__GOAL OF THE EXERCISE__: Repeat the lines beginning at the one with "Note: for this drill, pin each instance of the crocodile jaw" and running to the end of the material, keeping the first and last of them, exactly as they appear.

Start of INPUT FOR THIS TASK

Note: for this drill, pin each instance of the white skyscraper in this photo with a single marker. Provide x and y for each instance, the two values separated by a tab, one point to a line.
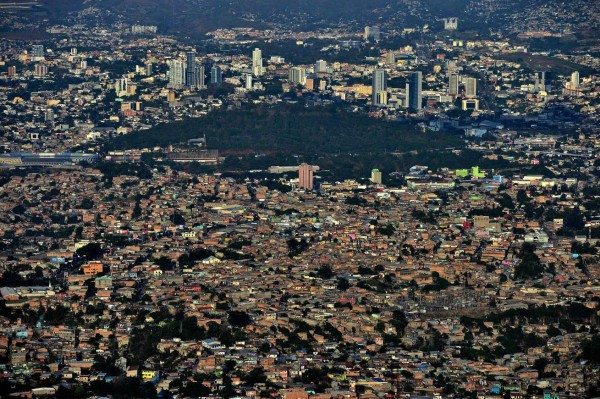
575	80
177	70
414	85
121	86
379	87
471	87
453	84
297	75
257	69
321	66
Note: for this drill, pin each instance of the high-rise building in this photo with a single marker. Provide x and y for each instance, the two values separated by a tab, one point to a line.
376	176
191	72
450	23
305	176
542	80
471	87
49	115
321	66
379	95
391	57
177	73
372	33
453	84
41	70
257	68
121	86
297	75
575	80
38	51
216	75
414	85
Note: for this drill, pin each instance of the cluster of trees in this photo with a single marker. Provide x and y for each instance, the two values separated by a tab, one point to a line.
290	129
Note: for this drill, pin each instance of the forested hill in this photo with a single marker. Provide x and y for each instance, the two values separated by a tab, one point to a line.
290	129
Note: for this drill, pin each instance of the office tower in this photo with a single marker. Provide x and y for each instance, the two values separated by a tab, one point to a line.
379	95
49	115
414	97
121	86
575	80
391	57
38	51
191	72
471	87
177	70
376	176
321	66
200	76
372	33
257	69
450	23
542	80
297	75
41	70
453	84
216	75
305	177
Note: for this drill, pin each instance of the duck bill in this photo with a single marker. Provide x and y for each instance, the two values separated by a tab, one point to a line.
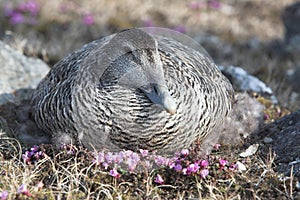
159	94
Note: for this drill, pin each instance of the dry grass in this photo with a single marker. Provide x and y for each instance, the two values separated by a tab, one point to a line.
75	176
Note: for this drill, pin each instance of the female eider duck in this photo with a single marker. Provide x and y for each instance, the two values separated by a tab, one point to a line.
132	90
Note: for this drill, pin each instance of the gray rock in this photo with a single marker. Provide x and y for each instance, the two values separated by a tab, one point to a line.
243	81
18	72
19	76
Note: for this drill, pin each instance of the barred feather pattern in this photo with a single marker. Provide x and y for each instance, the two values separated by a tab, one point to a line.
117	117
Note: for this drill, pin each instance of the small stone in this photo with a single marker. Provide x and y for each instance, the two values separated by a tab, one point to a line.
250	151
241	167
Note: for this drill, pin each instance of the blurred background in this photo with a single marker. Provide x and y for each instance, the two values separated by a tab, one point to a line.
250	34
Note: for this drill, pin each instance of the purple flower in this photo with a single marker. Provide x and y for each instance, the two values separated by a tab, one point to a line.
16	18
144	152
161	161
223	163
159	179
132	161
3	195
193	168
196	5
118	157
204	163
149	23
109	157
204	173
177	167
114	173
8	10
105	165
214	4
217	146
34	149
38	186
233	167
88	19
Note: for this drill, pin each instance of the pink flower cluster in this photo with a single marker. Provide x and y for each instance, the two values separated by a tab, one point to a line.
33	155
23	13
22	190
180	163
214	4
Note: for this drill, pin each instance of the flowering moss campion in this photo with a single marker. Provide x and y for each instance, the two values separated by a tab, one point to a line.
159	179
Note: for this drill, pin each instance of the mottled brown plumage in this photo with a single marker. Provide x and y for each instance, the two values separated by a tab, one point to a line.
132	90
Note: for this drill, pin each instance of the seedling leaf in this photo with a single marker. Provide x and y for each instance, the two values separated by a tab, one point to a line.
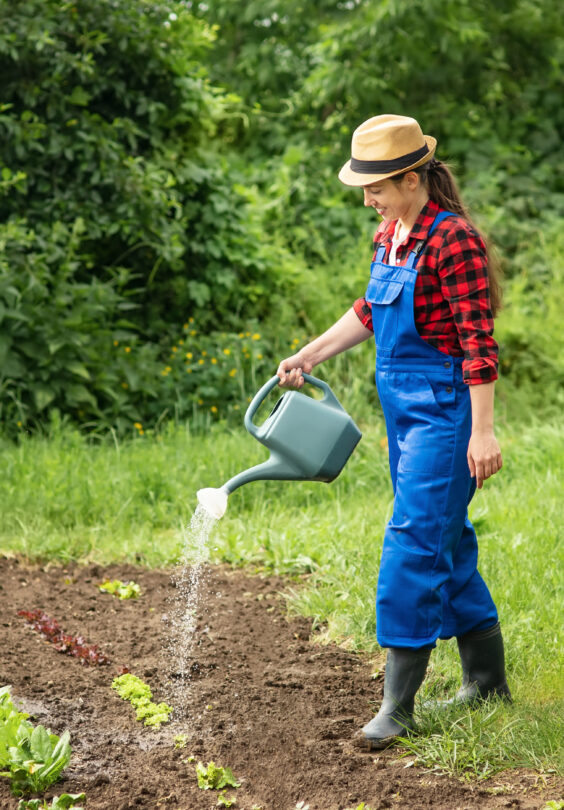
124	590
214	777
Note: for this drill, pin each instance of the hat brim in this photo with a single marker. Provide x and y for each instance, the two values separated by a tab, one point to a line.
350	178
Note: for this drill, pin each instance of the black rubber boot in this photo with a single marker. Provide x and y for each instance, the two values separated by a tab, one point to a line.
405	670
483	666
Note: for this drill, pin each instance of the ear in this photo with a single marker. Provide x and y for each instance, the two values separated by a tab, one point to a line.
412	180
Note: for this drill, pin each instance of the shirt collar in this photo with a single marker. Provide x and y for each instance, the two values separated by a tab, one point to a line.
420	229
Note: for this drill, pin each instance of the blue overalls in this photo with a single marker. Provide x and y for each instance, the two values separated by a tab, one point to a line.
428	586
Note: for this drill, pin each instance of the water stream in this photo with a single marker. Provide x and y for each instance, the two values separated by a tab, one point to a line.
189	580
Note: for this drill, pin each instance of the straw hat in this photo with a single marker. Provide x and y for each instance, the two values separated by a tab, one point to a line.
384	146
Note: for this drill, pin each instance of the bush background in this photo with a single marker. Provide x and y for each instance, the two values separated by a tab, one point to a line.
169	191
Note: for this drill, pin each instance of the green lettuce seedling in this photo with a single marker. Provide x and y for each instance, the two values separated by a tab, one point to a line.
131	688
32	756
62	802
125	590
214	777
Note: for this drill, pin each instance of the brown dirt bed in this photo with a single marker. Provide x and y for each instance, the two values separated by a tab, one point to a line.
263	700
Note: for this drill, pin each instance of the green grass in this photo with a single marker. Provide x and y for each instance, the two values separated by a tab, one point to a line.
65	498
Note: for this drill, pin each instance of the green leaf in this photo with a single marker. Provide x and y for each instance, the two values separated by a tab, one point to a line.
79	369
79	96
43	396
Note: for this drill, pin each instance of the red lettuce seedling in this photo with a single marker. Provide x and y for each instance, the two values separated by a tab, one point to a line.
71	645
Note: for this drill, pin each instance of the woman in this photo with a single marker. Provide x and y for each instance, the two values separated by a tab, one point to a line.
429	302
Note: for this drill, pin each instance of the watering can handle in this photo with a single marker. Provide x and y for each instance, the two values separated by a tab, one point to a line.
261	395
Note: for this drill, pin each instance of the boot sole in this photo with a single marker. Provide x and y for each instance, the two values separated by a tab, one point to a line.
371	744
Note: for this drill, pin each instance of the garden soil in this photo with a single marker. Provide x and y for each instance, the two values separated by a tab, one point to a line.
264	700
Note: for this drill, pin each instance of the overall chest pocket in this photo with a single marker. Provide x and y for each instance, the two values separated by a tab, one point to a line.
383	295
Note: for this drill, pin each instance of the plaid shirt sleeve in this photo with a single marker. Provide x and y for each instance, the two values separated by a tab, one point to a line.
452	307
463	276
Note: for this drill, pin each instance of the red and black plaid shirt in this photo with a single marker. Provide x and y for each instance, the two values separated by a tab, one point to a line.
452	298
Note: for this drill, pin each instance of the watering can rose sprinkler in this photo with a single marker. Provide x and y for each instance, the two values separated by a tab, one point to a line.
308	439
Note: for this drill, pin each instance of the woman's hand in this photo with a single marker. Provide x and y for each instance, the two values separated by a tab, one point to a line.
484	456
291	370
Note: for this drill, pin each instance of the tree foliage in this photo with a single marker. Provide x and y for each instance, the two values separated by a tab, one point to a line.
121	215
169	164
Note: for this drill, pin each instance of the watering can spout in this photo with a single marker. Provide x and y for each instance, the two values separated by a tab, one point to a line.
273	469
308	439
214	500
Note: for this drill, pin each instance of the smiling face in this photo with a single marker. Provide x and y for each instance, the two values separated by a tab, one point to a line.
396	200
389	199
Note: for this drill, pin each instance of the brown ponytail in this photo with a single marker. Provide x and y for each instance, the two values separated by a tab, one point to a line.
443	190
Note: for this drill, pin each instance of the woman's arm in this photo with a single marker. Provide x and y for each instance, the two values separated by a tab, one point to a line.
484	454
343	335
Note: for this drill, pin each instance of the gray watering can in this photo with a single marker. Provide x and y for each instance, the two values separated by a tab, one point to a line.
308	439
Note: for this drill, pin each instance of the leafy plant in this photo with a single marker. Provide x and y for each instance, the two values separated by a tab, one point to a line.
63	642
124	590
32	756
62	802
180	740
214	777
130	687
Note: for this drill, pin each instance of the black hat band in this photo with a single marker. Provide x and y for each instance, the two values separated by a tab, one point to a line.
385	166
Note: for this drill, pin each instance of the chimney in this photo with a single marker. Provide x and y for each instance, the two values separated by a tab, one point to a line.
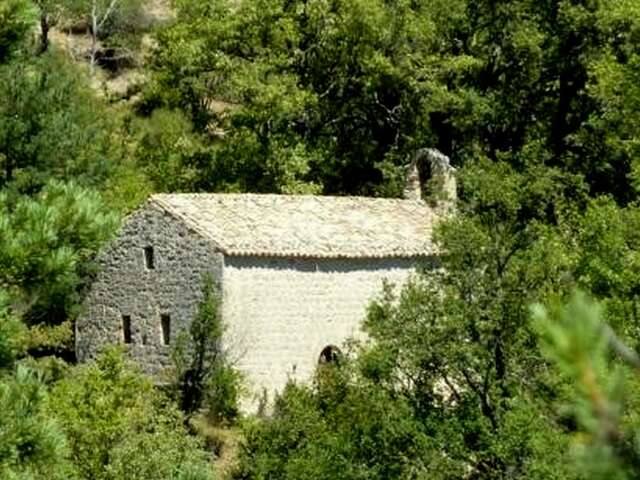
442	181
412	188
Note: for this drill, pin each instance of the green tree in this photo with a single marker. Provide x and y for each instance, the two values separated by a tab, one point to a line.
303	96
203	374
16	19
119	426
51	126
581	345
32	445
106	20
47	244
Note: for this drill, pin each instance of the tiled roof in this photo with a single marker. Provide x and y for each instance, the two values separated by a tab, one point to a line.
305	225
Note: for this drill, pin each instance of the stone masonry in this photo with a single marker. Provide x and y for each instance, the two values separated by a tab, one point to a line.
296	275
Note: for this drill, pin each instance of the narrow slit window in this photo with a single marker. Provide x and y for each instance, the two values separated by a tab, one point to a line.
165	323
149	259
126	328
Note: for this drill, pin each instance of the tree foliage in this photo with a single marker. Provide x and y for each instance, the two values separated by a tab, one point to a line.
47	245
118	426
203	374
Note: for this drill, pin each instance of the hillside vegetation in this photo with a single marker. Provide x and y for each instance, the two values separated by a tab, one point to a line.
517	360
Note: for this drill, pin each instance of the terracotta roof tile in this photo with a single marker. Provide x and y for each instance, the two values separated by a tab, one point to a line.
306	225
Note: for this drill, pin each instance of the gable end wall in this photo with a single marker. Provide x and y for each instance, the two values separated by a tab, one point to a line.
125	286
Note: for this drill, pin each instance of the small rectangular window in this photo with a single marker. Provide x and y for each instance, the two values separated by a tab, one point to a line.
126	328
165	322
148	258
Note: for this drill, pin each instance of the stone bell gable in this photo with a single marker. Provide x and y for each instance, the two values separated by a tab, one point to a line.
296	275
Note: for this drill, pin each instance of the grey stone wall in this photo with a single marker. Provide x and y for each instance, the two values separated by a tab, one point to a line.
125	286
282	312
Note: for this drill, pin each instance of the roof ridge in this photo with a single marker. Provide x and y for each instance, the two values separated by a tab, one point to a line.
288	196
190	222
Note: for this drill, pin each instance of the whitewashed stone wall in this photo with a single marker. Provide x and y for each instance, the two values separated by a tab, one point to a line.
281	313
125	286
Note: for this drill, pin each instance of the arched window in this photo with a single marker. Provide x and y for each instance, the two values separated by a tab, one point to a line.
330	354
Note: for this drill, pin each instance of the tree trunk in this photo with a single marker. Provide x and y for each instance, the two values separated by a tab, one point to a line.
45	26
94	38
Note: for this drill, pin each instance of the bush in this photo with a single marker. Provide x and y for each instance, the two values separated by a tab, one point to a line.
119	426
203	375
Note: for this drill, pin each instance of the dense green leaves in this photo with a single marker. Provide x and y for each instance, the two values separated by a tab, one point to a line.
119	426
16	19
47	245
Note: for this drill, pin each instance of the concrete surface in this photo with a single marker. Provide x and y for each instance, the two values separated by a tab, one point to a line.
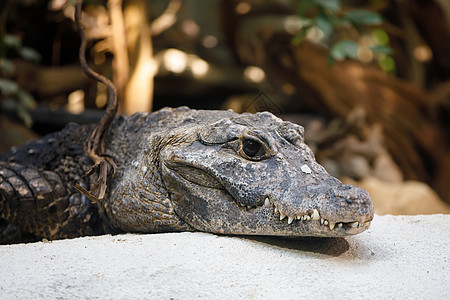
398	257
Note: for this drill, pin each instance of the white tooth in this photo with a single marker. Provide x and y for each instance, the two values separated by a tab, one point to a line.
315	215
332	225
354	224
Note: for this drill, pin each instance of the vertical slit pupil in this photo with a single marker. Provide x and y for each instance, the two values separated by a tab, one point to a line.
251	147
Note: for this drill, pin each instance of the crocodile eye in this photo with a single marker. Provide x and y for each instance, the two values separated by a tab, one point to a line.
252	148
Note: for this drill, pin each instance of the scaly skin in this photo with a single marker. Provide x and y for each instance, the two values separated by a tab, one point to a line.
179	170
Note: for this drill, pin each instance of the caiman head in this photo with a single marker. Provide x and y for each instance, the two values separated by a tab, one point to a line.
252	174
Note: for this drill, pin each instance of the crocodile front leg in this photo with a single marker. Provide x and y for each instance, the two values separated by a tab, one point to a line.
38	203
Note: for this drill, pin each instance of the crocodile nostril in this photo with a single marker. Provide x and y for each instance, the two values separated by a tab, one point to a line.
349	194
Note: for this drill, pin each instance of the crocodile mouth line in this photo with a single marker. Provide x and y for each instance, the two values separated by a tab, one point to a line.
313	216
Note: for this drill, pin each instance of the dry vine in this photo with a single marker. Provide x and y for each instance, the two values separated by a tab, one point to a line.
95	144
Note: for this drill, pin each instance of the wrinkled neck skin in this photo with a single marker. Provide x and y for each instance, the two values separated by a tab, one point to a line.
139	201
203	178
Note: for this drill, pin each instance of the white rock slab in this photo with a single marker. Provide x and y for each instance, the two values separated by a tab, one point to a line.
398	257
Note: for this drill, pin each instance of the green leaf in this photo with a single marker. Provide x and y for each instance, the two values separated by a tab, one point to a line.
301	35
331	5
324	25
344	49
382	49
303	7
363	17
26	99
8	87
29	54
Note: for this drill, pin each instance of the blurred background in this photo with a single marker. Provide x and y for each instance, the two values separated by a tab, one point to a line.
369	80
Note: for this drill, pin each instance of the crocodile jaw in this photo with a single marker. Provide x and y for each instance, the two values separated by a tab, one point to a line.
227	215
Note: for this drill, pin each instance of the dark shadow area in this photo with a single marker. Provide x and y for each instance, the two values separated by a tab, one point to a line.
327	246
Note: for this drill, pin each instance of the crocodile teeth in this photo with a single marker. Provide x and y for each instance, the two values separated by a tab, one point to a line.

End of INPUT FOR THIS TASK

__CORRECT RESULT__:
Note: for this drill, pin each instance of the crocodile jaw in this photo with a single marker. Provide x and y for each instance, the two values separated by a tab, one point to a line.
227	215
Note: for this drill, pin each instance of the dark shadow area in this photo with a single marker. Provide x and y for each instance, the two values separated by a tab, one point to a line.
327	246
Note: for this drill, pin each instance of the crocodile teeth in this photo with a single marker. Provide x and y for each instance, the two values separated by a tab, one point to a line.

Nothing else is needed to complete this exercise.